PAGE EXCERPT ▸
+++
I'm moving to take note of this explanation, if you can call it an explanation. What it really was was a continuation of the government's obfuscation across the board. It doesn't matter whether it's FOI, answers to questions on notice or orders for production. The government is refusing to provide the information. Frankly, it is offensive to the taxpayers to hear the minister come in here and spend most of his time on the explanation making jokes—which may in some ways be funny—about the Liberal Party's review. It has nothing to do with the matter before the Senate.
The reason that we have this ODP before the Senate is that the Prime Minister of Australia has been citing data to support his position—according to the Treasury, he says—that prices would go up by 0.6 per cent as a result of Labor's massive expansion of the Home Guarantee Scheme, also known as five per cent deposits. The minister apparently says that compliance is a series of blank pages, but the modelling, of course, is not blank pages. The modelling would be a series of numbers with a series of assumptions and risks, and this modelling was, of course, an afterthought. This policy of five per cent deposits, open to anyone, without any means testing, without any place caps, in a supply constrained environment, was announced during the election campaign in May 2025. It was only in July that the government decided, 'Oh, maybe we should get some modelling to see whether or not this idea is going to force prices to change.' Apparently, the Treasury came back and said it will by 0.6 six per cent over many years. But the problem with that is that the 0.6 per cent was eclipsed with a 3.6 per cent increase in the December quarter alone—the first quarter of the operation of the scheme. So it was wiped out, and the community feels it. If you look at the Cotality data, you can see that entry-level house prices are massively increasing compared to houses that are more valuable. This is a policy which is making life harder for younger people. Ninety-five per cent mortgages are already going to be hard work, but this is pushing the prices up in this supply constrained environment to the point where people can't afford to get a mortgage and will never get a mortgage even with this five per cent scheme.
This point of this exercise is to get to the bottom of this. It started in August. The Senate passed a motion asking for the modelling. In September, I wrote to the minister, asking for the answer. We finally got something in December that was mainly a redacted piece of paper. It was four or five pieces of paper, 95 per cent of which was totally redacted or covered up. Of course we have asked for those redactions to be removed, because it is not true—and this is the main point—and it is unreasonable for the minister to argue that the modelling is cabinet-in-confidence. The modelling is produced on a piece of paper by the Treasury. If you don't believe me, go and refer to the Hansard for economics estimates, where you'll see the person from Treasury who actually did the modelling, and he will say: 'Yes, we did the piece of modelling. It was on a few pieces of paper, and we provided them to the government.' That is not a cabinet document. It's not. The idea that, according to Minister Ayres and Minister O'Neil, they've complied with the thing and they're not going to provide any more information because it's cabinet is incorrect. It is not correct.
+++
DIRECTIVE ▸
According to the Senate speech, when was the five per cent deposit policy announced?

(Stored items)
+++
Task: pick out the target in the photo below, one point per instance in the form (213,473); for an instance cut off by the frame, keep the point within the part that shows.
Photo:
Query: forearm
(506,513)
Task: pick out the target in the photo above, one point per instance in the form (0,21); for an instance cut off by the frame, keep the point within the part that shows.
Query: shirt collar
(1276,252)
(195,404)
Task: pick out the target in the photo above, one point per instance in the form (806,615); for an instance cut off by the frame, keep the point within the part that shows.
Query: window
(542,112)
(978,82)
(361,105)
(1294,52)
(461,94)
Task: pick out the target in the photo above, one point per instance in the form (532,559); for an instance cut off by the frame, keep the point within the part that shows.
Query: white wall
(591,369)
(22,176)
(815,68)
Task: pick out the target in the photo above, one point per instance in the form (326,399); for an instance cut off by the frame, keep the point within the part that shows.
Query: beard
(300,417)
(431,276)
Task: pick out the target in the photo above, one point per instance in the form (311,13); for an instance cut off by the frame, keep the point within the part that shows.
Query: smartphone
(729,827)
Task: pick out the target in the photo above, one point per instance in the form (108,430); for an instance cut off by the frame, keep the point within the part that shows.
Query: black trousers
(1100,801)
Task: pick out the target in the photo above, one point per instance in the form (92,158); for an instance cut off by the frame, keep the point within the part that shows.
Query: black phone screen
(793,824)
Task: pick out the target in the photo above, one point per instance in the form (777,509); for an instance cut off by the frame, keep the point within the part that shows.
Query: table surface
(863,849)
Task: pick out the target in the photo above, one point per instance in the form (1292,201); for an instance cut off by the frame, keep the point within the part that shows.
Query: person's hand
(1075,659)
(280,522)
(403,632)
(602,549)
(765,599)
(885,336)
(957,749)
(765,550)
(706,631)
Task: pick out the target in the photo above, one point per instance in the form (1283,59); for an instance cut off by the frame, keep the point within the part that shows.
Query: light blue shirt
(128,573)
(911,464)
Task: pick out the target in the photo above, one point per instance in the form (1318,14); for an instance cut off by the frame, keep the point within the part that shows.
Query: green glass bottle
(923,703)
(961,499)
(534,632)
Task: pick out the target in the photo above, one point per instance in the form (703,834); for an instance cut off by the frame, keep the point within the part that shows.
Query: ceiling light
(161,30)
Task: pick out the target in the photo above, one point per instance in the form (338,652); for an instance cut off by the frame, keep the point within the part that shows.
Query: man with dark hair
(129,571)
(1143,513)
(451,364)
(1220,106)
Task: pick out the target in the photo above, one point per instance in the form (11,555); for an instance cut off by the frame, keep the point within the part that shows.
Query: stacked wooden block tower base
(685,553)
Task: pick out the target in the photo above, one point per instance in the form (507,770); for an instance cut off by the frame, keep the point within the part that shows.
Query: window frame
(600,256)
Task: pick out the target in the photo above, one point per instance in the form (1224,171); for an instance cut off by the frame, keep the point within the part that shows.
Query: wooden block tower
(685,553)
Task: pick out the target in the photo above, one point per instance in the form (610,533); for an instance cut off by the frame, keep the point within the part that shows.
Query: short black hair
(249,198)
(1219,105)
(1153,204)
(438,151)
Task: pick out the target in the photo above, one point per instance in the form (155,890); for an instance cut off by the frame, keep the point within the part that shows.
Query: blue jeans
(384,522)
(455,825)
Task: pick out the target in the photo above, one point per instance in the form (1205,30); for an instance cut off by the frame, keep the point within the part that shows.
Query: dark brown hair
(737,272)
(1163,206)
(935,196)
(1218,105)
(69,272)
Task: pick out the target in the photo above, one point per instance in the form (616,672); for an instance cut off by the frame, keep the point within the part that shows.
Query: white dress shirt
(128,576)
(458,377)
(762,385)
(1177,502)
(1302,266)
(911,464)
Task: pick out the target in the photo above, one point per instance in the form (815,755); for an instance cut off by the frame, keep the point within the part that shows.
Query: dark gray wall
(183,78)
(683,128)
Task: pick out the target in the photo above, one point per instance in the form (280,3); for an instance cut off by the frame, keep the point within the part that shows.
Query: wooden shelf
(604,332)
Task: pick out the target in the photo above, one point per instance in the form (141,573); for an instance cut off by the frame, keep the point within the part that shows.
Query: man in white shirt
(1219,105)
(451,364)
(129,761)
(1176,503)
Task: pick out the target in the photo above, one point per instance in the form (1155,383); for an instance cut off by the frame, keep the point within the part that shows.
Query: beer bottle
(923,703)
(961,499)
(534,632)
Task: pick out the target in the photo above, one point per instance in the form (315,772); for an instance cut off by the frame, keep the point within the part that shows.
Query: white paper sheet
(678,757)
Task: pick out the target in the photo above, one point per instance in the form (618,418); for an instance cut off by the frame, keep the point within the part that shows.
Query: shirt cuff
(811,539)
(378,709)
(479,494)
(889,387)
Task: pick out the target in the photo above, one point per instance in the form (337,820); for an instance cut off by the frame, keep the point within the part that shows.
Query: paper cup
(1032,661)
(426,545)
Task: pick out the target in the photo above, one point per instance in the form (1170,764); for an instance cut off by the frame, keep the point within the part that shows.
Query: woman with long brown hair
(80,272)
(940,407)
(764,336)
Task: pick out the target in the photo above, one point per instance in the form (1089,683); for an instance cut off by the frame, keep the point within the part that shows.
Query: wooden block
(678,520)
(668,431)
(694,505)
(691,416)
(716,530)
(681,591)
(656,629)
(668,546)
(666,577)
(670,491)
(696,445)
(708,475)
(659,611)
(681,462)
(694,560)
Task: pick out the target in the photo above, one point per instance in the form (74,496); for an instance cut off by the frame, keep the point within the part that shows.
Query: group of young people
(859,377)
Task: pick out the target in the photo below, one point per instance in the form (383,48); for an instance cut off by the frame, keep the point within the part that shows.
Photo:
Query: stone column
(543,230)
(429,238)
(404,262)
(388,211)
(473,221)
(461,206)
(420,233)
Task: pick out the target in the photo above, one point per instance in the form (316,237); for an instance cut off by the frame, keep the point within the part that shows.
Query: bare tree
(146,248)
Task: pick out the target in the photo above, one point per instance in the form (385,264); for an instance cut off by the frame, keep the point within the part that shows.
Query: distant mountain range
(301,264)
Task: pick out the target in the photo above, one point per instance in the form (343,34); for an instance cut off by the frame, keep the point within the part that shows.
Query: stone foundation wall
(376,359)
+++
RESPONSE ▸
During the election campaign in May 2025.